> Written request
Copy everything from the start of the entries down through the line containing "point(751, 439)", including that line, without changing a character, and leave the pictures out of your answer.

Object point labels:
____________________

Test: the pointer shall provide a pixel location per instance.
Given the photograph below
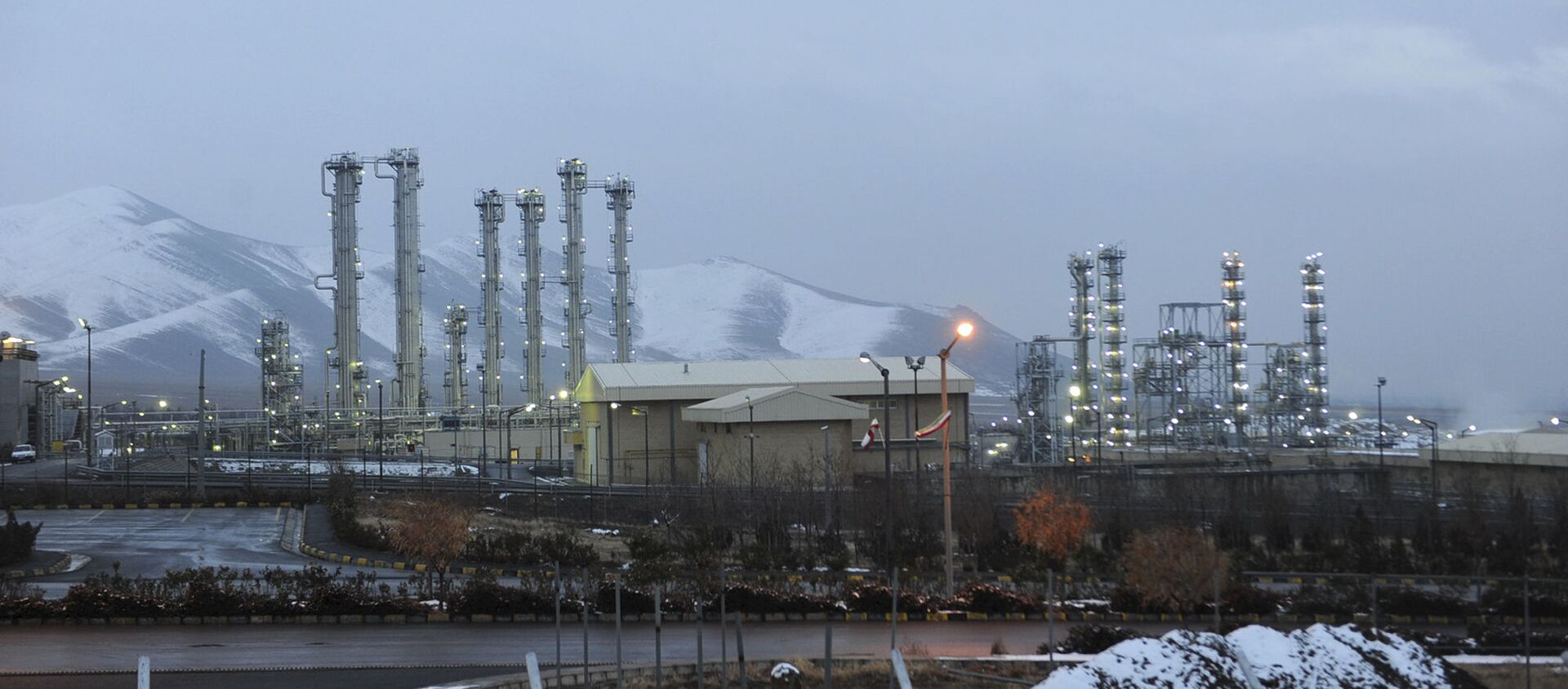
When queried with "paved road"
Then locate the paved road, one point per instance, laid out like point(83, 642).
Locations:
point(146, 542)
point(46, 649)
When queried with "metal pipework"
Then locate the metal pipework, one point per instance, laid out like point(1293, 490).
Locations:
point(618, 198)
point(530, 207)
point(492, 210)
point(455, 380)
point(1233, 296)
point(347, 176)
point(1114, 340)
point(1316, 339)
point(408, 384)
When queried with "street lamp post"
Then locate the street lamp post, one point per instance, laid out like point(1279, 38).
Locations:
point(1433, 428)
point(866, 358)
point(1380, 433)
point(916, 363)
point(91, 440)
point(964, 329)
point(381, 439)
point(751, 439)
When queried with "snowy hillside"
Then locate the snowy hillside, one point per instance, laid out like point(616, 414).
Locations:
point(1258, 656)
point(158, 287)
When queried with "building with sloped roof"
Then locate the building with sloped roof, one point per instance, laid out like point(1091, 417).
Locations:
point(760, 421)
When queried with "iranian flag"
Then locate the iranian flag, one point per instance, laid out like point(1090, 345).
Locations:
point(935, 426)
point(871, 434)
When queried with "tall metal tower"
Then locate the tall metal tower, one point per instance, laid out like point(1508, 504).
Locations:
point(1316, 342)
point(618, 198)
point(1080, 323)
point(1037, 400)
point(1233, 296)
point(408, 382)
point(457, 381)
point(492, 210)
point(283, 381)
point(1114, 342)
point(530, 207)
point(347, 176)
point(574, 184)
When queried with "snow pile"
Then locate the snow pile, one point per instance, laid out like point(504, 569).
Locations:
point(1258, 656)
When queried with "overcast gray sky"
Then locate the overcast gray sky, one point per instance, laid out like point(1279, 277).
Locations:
point(924, 153)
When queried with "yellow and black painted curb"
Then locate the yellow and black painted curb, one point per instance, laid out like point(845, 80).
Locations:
point(54, 569)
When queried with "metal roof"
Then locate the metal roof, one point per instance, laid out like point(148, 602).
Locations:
point(773, 404)
point(835, 378)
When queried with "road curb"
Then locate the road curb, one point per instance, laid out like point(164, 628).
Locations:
point(54, 569)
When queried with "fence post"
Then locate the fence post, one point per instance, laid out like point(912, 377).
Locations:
point(533, 672)
point(741, 647)
point(620, 669)
point(1528, 630)
point(1051, 617)
point(659, 639)
point(700, 639)
point(724, 631)
point(557, 622)
point(826, 660)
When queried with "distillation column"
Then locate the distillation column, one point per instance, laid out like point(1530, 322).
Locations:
point(347, 176)
point(1233, 296)
point(574, 184)
point(530, 207)
point(457, 382)
point(618, 198)
point(492, 210)
point(408, 384)
point(1316, 340)
point(1114, 342)
point(283, 378)
point(1080, 323)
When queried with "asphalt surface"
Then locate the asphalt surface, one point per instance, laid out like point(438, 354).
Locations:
point(88, 649)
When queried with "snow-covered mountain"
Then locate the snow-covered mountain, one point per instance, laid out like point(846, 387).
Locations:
point(158, 287)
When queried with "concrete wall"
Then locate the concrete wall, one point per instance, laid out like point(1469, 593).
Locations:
point(16, 395)
point(651, 448)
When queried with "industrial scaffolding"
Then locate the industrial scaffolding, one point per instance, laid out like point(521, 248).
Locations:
point(283, 382)
point(1084, 390)
point(1233, 296)
point(1114, 358)
point(530, 209)
point(618, 198)
point(408, 382)
point(455, 382)
point(1181, 378)
point(1039, 380)
point(347, 176)
point(492, 210)
point(1316, 344)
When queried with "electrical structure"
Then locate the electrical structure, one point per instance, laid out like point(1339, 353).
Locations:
point(283, 382)
point(1112, 351)
point(1179, 378)
point(1082, 392)
point(618, 198)
point(347, 176)
point(492, 210)
point(1316, 346)
point(455, 380)
point(1039, 380)
point(530, 209)
point(1233, 296)
point(408, 382)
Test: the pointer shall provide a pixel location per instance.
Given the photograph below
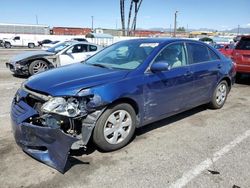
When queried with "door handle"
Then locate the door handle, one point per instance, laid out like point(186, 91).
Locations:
point(188, 73)
point(219, 66)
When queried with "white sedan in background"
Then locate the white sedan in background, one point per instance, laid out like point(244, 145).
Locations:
point(59, 55)
point(50, 45)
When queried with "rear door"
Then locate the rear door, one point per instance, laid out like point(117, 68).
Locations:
point(241, 55)
point(205, 65)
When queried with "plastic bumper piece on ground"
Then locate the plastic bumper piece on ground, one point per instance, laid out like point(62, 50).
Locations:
point(48, 145)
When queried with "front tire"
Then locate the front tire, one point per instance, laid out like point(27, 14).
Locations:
point(31, 45)
point(38, 66)
point(115, 127)
point(219, 95)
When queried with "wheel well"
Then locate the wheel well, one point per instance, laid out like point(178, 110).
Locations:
point(128, 101)
point(228, 82)
point(42, 59)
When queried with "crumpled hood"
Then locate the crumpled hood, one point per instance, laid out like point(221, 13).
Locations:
point(32, 54)
point(68, 80)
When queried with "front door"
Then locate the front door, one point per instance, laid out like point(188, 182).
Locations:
point(205, 65)
point(166, 92)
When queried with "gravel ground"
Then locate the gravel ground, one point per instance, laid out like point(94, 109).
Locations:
point(197, 148)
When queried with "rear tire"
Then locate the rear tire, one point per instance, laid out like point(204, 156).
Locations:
point(38, 66)
point(219, 95)
point(115, 127)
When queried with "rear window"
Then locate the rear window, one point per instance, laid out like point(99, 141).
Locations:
point(244, 44)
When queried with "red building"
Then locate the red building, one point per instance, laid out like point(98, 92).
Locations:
point(70, 31)
point(146, 33)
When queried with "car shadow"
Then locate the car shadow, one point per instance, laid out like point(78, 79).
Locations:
point(244, 79)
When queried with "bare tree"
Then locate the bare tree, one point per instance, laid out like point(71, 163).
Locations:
point(129, 17)
point(122, 11)
point(137, 8)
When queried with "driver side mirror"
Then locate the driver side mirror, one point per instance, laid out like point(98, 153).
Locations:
point(160, 66)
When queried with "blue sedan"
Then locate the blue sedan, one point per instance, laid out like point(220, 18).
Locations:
point(125, 86)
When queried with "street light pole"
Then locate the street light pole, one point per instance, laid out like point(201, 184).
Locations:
point(92, 25)
point(175, 23)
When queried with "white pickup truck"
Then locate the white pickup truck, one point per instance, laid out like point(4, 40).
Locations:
point(18, 41)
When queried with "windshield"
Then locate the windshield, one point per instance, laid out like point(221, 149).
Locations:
point(59, 47)
point(123, 55)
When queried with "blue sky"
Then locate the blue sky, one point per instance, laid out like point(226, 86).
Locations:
point(214, 14)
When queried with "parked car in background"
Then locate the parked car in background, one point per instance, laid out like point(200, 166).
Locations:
point(225, 49)
point(241, 55)
point(65, 53)
point(125, 86)
point(45, 41)
point(50, 45)
point(80, 39)
point(19, 42)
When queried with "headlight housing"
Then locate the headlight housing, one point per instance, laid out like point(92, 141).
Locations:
point(70, 107)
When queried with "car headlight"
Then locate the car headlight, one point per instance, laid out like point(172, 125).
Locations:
point(70, 107)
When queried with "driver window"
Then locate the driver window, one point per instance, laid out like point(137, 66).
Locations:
point(174, 55)
point(78, 48)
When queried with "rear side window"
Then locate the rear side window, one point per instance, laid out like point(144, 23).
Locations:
point(213, 55)
point(92, 48)
point(244, 44)
point(198, 53)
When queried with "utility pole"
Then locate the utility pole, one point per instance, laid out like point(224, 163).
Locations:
point(170, 30)
point(175, 23)
point(36, 20)
point(92, 23)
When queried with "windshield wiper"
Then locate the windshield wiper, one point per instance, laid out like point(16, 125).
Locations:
point(100, 65)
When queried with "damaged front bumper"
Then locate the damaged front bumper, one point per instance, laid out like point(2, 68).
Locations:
point(46, 144)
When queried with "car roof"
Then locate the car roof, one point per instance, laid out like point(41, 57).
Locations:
point(166, 40)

____________________

> Result
Test: the pointer shall provide a pixel location per instance.
Given the photograph below
When queried with "paved road"
Then locate the paved road, one point per instance, laid out like point(83, 642).
Locations:
point(146, 542)
point(46, 649)
When queried with "metal pipework"
Then locate the metal pipework, one point per instance, laid out like point(1293, 490).
Locations:
point(618, 198)
point(530, 207)
point(492, 210)
point(455, 380)
point(1233, 296)
point(347, 176)
point(1114, 340)
point(1316, 339)
point(408, 384)
When queried with "street lamp post"
Then locate the street lamp post, one point per instance, laid out like point(1279, 38).
Locations:
point(1433, 428)
point(866, 358)
point(1380, 433)
point(916, 363)
point(91, 440)
point(964, 329)
point(381, 439)
point(751, 439)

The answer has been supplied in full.